#### Supplied text
┌──
On February 9, 2018, the Tenth Circuit court of appeals upheld the certification of two classes of immigration detainees who were forced by GEO Group to labor without pay or to "volunteer" to labor for $1 per day.

Nine immigration detainees held at the Aurora Detention Facility, a 1,500-bed facility operated by the GEO Group for U.S. Immigrations and Customs Enforcement, filed a federal civil rights lawsuit alleging their being forced to labor to clean common areas without pay violated the Trafficking Victims Protection Act, 18 U.S.C. § 1589, and their being paid $1 a day for "voluntary" labor in other areas of the facility violated the Colorado unjust enrichment law, a common law equitable theory of recovery. They moved for certification of two classes: (1) all detainees housed at Aurora in the past 10 years; and (2) all detainees who participated in Aurora's voluntary work program in the past three years. The classes total about 67,000 people.

The court certified both classes. GEO filed an interlocutory appeal.

The Tenth Circuit noted that its decision was limited to whether the certification of a class was an abuse of discretion. The lawsuit centered on the facility's Sanitation Policy and Voluntary Work Program (VWP).
└──
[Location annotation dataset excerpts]
┌──
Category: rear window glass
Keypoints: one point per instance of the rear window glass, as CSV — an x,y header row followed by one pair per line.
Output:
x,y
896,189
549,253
└──
#### Brief 1
In the detention labor lawsuit text, explain why the detainees claimed their work at the Aurora Detention Facility was unlawful.
#### Brief 2
Pull out every line of the records that contains the string "glass".

#### Exercise result 1
The detainees alleged that being forced to clean common areas without pay violated the Trafficking Victims Protection Act, 18 U.S.C. § 1589. They also alleged that being paid $1 a day for "voluntary" labor in other areas of the facility violated Colorado's unjust enrichment law.

#### Exercise result 2
Category: rear window glass
Keypoints: one point per instance of the rear window glass, as CSV — an x,y header row followed by one pair per line.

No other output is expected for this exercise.